• **WHAT THIS TASK INVOLVES**: Return every line of the rows below that contains the string "forested", matching case exactly.

(Named-object pointing rows)
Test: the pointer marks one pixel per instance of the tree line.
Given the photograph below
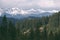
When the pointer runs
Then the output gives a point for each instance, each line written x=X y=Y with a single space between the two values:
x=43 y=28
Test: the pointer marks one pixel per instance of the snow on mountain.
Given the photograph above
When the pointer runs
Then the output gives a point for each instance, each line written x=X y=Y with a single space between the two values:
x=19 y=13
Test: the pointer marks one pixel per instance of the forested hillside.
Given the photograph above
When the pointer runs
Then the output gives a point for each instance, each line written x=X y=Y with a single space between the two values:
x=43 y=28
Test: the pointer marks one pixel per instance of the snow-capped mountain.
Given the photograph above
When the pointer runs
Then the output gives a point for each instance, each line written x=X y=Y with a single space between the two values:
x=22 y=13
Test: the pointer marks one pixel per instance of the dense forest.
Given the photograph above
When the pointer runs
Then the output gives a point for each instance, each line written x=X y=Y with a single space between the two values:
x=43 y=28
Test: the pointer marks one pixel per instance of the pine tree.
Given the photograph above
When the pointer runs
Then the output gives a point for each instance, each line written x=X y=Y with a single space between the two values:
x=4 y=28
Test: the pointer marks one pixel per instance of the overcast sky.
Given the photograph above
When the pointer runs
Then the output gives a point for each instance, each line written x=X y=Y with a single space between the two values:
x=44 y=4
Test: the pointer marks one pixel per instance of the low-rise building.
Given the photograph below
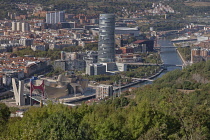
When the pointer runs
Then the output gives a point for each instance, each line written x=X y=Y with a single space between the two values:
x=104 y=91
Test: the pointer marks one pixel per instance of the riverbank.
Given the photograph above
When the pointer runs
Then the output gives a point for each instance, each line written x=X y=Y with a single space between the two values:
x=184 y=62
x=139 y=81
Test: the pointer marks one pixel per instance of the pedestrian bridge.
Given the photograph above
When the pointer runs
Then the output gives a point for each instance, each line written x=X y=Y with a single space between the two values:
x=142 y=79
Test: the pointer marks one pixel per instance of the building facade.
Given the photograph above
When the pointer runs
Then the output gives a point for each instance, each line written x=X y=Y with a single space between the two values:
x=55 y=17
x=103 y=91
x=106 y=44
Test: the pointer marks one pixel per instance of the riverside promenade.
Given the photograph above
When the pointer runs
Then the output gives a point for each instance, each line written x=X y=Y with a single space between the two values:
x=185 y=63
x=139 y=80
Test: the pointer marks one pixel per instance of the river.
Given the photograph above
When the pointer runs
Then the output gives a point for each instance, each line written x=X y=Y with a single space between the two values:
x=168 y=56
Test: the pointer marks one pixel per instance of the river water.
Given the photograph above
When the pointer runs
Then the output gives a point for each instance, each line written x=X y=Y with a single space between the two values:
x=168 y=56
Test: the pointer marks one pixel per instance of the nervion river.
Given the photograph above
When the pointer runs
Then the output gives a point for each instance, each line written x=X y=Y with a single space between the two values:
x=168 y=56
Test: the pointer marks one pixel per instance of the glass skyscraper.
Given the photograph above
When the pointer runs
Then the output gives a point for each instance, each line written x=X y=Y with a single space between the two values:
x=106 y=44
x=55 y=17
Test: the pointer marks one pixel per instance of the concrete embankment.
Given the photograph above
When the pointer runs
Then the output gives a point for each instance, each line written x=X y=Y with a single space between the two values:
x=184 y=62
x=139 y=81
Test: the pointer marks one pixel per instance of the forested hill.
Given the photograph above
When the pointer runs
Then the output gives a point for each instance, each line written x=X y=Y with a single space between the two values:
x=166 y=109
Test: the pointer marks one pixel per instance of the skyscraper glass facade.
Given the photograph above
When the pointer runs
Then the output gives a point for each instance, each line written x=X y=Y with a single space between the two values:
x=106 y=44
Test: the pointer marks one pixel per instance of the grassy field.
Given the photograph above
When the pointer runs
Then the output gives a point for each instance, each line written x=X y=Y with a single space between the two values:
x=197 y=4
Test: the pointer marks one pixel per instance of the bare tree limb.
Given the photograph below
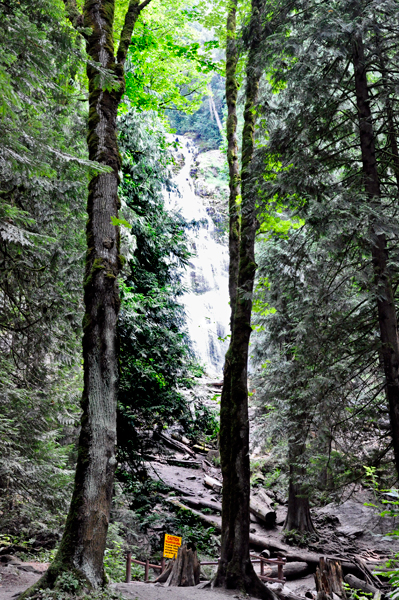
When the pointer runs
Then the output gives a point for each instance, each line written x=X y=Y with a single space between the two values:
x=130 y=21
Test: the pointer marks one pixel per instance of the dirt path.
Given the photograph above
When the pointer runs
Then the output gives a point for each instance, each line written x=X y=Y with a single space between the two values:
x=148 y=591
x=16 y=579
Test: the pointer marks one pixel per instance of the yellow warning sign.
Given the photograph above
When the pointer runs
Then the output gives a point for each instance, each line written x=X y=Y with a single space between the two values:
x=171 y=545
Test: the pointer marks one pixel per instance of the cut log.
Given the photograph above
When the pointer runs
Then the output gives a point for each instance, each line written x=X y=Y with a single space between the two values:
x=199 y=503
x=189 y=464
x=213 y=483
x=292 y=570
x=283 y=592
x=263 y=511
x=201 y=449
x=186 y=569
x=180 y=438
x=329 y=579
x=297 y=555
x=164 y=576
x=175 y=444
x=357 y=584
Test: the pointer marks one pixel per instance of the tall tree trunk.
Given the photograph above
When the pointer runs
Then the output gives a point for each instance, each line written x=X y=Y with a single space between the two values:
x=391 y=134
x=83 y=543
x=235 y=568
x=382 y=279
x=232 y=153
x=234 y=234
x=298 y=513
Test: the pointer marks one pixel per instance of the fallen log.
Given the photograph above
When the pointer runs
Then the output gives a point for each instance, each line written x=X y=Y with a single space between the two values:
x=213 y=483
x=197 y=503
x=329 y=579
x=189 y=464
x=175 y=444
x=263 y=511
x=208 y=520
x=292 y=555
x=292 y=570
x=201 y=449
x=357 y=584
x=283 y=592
...
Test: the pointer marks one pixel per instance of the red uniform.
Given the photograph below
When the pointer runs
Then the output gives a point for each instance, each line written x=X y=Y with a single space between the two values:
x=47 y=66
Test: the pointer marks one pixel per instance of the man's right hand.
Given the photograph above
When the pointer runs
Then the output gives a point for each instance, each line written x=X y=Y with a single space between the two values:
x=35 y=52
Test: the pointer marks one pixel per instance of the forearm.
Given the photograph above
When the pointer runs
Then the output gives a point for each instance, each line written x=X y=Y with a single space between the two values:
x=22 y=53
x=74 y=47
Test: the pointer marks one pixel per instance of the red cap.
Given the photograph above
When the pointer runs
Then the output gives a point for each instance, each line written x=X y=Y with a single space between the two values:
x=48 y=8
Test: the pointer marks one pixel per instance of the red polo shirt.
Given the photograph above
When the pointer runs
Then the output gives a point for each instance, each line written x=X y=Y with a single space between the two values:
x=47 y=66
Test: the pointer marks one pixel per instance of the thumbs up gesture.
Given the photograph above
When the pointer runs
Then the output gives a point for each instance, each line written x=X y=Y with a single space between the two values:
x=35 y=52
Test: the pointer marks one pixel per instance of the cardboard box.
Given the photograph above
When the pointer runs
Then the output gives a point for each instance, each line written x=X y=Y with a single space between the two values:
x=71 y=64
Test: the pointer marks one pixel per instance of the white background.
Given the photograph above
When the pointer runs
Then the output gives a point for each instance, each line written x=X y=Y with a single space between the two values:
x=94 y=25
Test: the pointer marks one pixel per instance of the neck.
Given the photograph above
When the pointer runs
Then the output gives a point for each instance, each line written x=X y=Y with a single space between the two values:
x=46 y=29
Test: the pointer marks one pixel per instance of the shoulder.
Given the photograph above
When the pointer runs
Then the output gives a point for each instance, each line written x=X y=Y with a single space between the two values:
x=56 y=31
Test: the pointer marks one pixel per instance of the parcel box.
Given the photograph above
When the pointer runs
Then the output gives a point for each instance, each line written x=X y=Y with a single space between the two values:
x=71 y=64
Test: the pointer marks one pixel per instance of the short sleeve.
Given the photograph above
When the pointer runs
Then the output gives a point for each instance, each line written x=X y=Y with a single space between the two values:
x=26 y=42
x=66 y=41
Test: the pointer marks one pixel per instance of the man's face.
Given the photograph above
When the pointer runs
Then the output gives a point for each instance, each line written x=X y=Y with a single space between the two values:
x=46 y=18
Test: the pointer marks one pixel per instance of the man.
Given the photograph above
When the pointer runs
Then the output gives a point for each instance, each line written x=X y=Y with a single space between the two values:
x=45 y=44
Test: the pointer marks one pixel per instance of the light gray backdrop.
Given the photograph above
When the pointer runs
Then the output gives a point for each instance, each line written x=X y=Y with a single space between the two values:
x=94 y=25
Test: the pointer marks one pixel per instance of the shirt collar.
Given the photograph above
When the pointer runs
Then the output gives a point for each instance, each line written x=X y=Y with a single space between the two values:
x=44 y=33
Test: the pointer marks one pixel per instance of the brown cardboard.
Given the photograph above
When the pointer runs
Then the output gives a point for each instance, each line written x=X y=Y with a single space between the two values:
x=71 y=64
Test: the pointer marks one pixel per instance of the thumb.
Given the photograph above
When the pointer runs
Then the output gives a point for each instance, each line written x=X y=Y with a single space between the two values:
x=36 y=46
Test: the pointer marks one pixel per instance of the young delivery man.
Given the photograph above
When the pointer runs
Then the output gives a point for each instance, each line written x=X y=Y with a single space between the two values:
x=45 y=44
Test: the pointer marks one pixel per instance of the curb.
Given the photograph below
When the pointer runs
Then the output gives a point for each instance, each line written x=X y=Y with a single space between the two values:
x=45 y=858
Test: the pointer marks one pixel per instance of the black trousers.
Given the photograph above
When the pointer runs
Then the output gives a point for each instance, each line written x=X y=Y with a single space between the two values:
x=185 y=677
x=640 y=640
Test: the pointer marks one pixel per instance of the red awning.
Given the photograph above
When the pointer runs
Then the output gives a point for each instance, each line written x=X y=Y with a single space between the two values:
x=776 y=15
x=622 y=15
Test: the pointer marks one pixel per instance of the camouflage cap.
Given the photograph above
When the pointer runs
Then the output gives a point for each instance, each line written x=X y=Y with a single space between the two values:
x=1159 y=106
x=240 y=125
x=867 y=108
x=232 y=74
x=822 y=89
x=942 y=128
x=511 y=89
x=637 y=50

• **WRITTEN SOLUTION**:
Test: the pointer marks one pixel per instance of the forested hillside.
Test: the pointer marks one pixel per instance of the forested hill.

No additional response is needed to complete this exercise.